Problem requirements - Turn every one of the rows below into a Markdown table with two columns, No. and Text. Put each row's number in No. and its line in Text, and skip any blank lines.
——————
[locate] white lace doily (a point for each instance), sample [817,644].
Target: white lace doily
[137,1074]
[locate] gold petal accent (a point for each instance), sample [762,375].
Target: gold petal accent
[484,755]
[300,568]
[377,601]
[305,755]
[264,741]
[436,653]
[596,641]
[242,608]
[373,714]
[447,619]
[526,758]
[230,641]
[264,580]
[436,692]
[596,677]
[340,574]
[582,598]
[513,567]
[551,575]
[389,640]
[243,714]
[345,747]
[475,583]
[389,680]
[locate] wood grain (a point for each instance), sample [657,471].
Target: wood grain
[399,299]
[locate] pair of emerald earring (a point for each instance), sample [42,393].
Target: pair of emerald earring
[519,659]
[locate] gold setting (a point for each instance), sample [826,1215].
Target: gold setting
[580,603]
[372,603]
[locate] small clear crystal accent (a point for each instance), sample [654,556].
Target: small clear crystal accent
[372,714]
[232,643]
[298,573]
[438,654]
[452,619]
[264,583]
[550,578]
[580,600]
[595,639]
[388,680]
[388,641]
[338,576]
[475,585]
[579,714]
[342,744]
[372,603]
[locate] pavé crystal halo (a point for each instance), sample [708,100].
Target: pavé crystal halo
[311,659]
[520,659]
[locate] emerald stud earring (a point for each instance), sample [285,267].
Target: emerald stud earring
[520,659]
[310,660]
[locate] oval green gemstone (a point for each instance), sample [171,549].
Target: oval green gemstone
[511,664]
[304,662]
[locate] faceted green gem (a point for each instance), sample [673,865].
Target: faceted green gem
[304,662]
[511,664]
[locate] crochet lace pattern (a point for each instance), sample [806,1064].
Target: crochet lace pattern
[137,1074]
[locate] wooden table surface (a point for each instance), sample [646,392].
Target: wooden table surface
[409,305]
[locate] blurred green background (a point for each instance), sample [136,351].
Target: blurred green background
——————
The result -
| No. | Text |
|---|---|
| 1 | [locate] white lace doily (a point for each instance), sample [817,644]. |
| 2 | Target: white lace doily |
| 3 | [137,1074] |
| 4 | [locate] gold petal accent (a point for each instance), sample [762,375]. |
| 5 | Target: gold petal accent |
| 6 | [484,755] |
| 7 | [300,568] |
| 8 | [377,601] |
| 9 | [305,755] |
| 10 | [264,741] |
| 11 | [436,653] |
| 12 | [596,641] |
| 13 | [242,608] |
| 14 | [373,714] |
| 15 | [447,619] |
| 16 | [526,758] |
| 17 | [230,641] |
| 18 | [264,580] |
| 19 | [436,692] |
| 20 | [596,677] |
| 21 | [340,574] |
| 22 | [582,598] |
| 23 | [513,567] |
| 24 | [551,575] |
| 25 | [389,640] |
| 26 | [243,714] |
| 27 | [345,747] |
| 28 | [475,583] |
| 29 | [389,680] |
| 30 | [locate] wood grain (a point for each instance), sample [657,471]. |
| 31 | Target: wood grain |
| 32 | [399,299] |
| 33 | [locate] pair of emerald earring (a point for each instance), sample [42,393]. |
| 34 | Target: pair of emerald earring |
| 35 | [519,659] |
| 36 | [locate] gold setting (a point for each instance), sample [826,1215]. |
| 37 | Target: gold setting |
| 38 | [580,603] |
| 39 | [372,603] |
| 40 | [locate] small clear crystal accent (a point for each instance), sample [654,556]. |
| 41 | Target: small clear crystal accent |
| 42 | [372,714] |
| 43 | [232,643] |
| 44 | [298,573] |
| 45 | [438,654] |
| 46 | [452,619] |
| 47 | [264,583] |
| 48 | [550,578] |
| 49 | [580,600] |
| 50 | [595,639] |
| 51 | [388,680] |
| 52 | [388,641] |
| 53 | [338,576] |
| 54 | [475,585] |
| 55 | [579,714] |
| 56 | [342,744] |
| 57 | [372,603] |
| 58 | [locate] pavé crystal halo (a point for each instance), sample [708,100]. |
| 59 | Target: pavé crystal halo |
| 60 | [311,659] |
| 61 | [520,659] |
| 62 | [locate] emerald stud earring (a point for each instance), sample [285,267]. |
| 63 | Target: emerald stud earring |
| 64 | [520,659] |
| 65 | [310,660] |
| 66 | [locate] oval green gemstone (a point for each instance), sample [171,549]. |
| 67 | Target: oval green gemstone |
| 68 | [511,664] |
| 69 | [304,662] |
| 70 | [locate] faceted green gem (a point for each instance), sample [673,865]. |
| 71 | Target: faceted green gem |
| 72 | [304,662] |
| 73 | [511,664] |
| 74 | [locate] crochet lace pattern (a point for each instance), sample [806,1064]. |
| 75 | Target: crochet lace pattern |
| 76 | [137,1074] |
| 77 | [locate] wooden table surface (a point for each instance), sample [646,392]. |
| 78 | Target: wooden table surface |
| 79 | [409,305] |
| 80 | [locate] blurred green background (a point for each instance), sample [136,351]. |
| 81 | Target: blurred green background |